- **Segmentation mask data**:
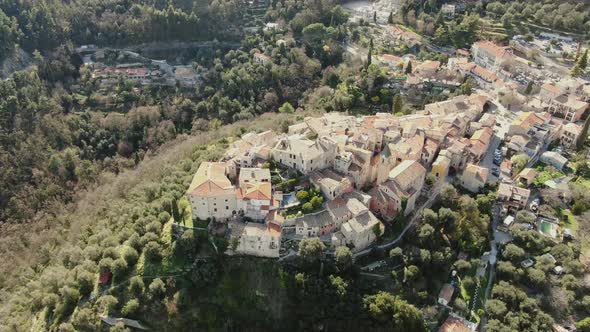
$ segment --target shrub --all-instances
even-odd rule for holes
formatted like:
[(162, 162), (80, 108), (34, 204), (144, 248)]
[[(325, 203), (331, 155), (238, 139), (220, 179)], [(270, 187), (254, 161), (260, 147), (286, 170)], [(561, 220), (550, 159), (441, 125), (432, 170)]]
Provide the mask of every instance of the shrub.
[(129, 246), (123, 247), (123, 249), (121, 250), (121, 256), (129, 266), (134, 265), (137, 262), (137, 259), (139, 258), (137, 250)]
[(139, 301), (137, 299), (129, 300), (121, 309), (121, 314), (124, 316), (132, 316), (139, 309)]
[(313, 205), (310, 202), (307, 202), (301, 205), (301, 210), (303, 210), (304, 213), (310, 213), (313, 211)]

- **Work item**: Give the data again exactly as it stands, apart from the pictures.

- **Response below**:
$ segment --target shrub --all-instances
even-odd rule for holes
formatted like:
[(162, 162), (80, 108), (34, 204), (144, 248)]
[[(325, 203), (331, 155), (238, 139), (220, 179)], [(270, 187), (254, 161), (260, 147), (286, 170)], [(561, 220), (550, 159), (441, 125), (432, 170)]]
Provide the mask of every instance of the shrub.
[(129, 246), (123, 247), (123, 249), (121, 250), (121, 256), (129, 266), (134, 265), (137, 262), (137, 259), (139, 258), (137, 250)]
[(139, 301), (137, 299), (129, 300), (121, 309), (121, 314), (124, 316), (132, 316), (139, 309)]
[(313, 205), (310, 202), (307, 202), (301, 205), (301, 210), (303, 210), (304, 213), (310, 213), (313, 211)]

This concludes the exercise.